- TASKS AND EXERCISES
1: Answer these questions about the movie-rating notebook:
(a) What seed is passed to randomSplit?
(b) What value replaces the N/A predictions?
(c) What RMSE is printed for the test data?
2: Print the rows from the line containing "Mark the small rowboat, one" through the final row, inclusive, without changing them.

- TEXT EXCERPT
------------------------------------------------

In [1]:
import pyspark as ps
from pyspark.sql import SparkSession
import random
import pandas as pd
import numpy as np
from pyspark.ml.recommendation import ALS
from sklearn.metrics import mean_squared_error
import matplotlib.pyplot as plt

In [2]:
spark = SparkSession.builder.getOrCreate()

Load pandas dataframes

In [9]:
ratings_df = pd.read_csv('../data/movies/ratings.csv')
movies_df = pd.read_csv('../data/movies/movies.csv')
links_df = pd.read_csv('../data/movies/links.csv')

Load spark dataframes

In [12]:
spark_df = spark.createDataFrame(ratings_df)

In [13]:
spark_df.printSchema()

root
 |-- userId: long (nullable = true)
 |-- movieId: long (nullable = true)
 |-- rating: double (nullable = true)
 |-- timestamp: long (nullable = true)



Train Test Split on Ratings Spark DataFrame

In [14]:
train, test = spark_df.randomSplit([0.8, 0.2], seed=427471138)

In [15]:
train.registerTempTable('train_ratings')

What is the density of our ratings (utility) matrix?

In [17]:
density = spark.sql("SELECT COUNT(rating)/(COUNT(DISTINCT(movieId))*COUNT(DISTINCT(userId))) AS train_density FROM train_ratings")

In [18]:
density.show()

+--------------------+
|       train_density|
+--------------------+
|0.014229143803102185|
+--------------------+



Average rating might be useful in the future

In [19]:
avg_rating = spark.sql("SELECT AVG(rating) FROM train_ratings")

In [20]:
avg_rating = avg_rating.toPandas()
# avg_rating[avg_rating.index == 0]

In [21]:
avg_rating = avg_rating['avg(rating)'][0]

Create and fit the ALS model

In [24]:
als = ALS(maxIter=5, regParam=0.01, userCol="userId", itemCol="movieId", ratingCol="rating",
          coldStartStrategy="nan")


In [25]:
recommender = als.fit(train)

Predict movie ratings for the Test Data

In [26]:
test_recommender = recommender.transform(test).toPandas()

Fill N/A values with average rating from Train Data

In [28]:
test_recommender = test_recommender.fillna(avg_rating)


RMSE calculation

In [29]:
y_true_test = test_recommender.rating.to_numpy()
y_pred_test = test_recommender.prediction.to_numpy()

In [31]:
rmse_test = np.sqrt(mean_squared_error(y_true_test, y_pred_test))

In [33]:
rmse_test

1.1304923742951785

------------------------------------------------

- INPUT MATERIAL
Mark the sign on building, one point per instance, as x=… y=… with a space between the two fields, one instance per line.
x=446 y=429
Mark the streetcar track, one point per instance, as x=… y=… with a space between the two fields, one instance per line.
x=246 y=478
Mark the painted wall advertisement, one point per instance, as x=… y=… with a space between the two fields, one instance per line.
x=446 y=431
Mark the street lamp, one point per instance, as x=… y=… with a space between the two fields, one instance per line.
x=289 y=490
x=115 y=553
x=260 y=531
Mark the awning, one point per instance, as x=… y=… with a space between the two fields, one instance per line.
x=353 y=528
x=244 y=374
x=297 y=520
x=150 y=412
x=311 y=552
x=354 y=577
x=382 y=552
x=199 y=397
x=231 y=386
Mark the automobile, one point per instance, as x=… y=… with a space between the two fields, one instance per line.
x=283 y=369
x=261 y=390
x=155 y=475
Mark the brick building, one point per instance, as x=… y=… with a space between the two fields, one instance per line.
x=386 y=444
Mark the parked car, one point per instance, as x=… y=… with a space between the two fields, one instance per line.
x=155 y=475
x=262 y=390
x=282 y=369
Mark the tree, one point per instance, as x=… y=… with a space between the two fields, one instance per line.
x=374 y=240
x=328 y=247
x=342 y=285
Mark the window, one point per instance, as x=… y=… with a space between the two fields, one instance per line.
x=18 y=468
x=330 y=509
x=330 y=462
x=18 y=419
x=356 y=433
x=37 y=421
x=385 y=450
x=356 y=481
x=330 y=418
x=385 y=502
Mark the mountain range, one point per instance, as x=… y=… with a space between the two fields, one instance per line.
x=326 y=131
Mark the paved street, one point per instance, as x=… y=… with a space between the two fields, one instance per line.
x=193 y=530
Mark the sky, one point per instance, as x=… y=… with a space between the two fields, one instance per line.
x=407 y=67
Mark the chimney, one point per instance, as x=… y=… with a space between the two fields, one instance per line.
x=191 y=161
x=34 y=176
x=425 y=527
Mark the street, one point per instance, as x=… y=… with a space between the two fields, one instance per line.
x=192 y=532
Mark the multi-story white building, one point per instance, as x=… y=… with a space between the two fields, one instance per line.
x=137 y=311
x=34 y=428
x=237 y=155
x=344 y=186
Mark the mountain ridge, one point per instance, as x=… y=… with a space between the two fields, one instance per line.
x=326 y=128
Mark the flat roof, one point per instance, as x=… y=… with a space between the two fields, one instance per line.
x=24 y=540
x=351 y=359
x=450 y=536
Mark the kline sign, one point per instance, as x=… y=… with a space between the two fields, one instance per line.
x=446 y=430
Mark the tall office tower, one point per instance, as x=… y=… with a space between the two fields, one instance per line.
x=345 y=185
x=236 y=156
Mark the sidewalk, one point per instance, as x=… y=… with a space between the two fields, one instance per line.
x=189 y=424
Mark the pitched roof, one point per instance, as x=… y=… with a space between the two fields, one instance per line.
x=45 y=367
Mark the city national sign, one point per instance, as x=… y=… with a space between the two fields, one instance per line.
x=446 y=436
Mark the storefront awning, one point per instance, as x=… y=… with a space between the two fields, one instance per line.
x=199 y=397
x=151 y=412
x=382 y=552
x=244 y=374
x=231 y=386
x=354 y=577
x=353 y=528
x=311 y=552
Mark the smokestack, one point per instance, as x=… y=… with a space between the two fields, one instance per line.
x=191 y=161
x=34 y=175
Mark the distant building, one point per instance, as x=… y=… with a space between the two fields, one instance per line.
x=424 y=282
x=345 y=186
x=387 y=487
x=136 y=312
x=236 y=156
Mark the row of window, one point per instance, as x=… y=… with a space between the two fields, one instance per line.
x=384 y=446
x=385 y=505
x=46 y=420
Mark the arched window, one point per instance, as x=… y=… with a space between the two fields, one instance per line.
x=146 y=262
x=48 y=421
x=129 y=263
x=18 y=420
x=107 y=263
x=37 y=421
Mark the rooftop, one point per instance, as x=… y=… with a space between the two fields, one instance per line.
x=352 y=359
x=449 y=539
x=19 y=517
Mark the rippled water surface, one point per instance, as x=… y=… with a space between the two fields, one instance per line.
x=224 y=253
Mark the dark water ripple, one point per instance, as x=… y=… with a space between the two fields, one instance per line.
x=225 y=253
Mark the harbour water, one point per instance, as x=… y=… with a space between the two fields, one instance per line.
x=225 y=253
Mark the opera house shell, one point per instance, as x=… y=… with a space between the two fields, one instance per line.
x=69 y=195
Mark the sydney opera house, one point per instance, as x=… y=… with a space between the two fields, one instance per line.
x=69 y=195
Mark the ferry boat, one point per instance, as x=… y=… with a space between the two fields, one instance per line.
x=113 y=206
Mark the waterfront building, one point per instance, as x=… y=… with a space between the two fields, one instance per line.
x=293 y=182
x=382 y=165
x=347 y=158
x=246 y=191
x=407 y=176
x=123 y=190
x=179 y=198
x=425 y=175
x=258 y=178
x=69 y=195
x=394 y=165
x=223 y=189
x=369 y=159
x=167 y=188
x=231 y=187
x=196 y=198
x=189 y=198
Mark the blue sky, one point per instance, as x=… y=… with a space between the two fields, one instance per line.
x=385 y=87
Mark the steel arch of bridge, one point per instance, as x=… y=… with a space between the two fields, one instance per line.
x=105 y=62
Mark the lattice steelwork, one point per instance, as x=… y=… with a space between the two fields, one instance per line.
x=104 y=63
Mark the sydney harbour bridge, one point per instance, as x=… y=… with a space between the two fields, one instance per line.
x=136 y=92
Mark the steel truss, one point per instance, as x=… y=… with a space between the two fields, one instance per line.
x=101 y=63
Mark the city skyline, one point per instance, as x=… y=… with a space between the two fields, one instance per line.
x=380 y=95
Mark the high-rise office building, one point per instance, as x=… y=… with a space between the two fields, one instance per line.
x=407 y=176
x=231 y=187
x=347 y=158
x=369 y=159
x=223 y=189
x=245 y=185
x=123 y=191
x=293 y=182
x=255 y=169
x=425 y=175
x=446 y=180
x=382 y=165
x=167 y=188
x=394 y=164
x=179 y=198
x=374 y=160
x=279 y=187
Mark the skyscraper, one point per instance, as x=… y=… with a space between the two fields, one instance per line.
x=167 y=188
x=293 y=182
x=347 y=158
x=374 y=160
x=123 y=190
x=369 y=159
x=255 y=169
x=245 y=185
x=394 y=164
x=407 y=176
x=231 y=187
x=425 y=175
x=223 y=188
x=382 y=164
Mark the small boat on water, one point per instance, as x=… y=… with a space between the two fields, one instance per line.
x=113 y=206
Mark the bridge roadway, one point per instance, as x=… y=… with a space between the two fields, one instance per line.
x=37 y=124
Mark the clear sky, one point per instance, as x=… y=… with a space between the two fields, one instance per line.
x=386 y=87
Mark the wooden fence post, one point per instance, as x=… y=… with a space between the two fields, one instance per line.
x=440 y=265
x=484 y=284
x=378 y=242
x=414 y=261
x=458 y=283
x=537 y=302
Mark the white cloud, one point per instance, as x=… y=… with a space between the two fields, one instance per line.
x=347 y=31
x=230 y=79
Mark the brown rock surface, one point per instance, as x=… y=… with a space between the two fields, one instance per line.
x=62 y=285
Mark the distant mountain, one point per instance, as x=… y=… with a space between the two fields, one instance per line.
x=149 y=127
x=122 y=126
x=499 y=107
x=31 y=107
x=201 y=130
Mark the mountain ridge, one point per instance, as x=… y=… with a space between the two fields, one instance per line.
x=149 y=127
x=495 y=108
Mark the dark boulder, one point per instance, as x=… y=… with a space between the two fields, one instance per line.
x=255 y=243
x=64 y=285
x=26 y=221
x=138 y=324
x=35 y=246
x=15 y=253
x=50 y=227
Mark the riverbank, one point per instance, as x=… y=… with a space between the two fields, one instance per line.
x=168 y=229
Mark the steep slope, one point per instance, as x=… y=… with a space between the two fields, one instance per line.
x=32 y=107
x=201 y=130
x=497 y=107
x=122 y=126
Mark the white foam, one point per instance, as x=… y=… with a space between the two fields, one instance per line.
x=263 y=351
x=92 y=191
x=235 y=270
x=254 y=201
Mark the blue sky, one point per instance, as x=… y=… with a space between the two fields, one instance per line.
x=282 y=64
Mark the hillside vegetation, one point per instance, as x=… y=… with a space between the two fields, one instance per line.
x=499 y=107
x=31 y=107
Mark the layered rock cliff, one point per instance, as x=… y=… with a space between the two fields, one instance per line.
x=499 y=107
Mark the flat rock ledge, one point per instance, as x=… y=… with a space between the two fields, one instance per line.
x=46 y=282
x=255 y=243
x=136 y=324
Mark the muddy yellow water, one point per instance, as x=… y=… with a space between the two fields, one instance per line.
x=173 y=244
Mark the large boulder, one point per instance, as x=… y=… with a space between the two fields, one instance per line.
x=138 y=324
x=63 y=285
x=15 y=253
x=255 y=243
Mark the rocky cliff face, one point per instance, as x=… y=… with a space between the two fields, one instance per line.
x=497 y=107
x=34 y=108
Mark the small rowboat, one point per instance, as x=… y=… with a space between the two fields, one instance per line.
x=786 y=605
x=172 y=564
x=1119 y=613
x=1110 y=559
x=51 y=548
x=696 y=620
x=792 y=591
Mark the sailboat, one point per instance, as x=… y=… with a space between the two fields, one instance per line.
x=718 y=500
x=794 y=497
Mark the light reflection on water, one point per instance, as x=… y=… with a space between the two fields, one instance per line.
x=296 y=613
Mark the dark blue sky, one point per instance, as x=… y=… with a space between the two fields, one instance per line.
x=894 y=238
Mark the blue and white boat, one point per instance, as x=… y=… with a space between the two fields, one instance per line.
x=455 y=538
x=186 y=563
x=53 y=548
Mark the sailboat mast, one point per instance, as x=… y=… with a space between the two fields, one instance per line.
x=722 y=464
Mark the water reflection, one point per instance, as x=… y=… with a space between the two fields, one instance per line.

------------------------------------------------

- PER-TASK ANSWERS
1:
(a) 427471138
(b) The average rating from the train data
(c) 1.1304923742951785

2:
Mark the small rowboat, one point per instance, as x=… y=… with a space between the two fields, one instance per line.
x=786 y=605
x=172 y=564
x=1119 y=613
x=1110 y=559
x=51 y=548
x=696 y=620
x=792 y=591
Mark the sailboat, one point per instance, as x=… y=… with a space between the two fields, one instance per line.
x=718 y=500
x=794 y=497
Mark the light reflection on water, one point per instance, as x=… y=… with a space between the two fields, one instance per line.
x=296 y=613
Mark the dark blue sky, one point per instance, as x=… y=… with a space between the two fields, one instance per line.
x=894 y=238
Mark the blue and white boat, one point per instance, as x=… y=… with a space between the two fields, one instance per line.
x=455 y=538
x=186 y=563
x=53 y=548
Mark the sailboat mast, one point per instance, as x=… y=… with a space between the two fields, one instance per line.
x=722 y=464
Mark the water reflection, one point per instance, as x=… y=… with a space between the two fields, one instance per line.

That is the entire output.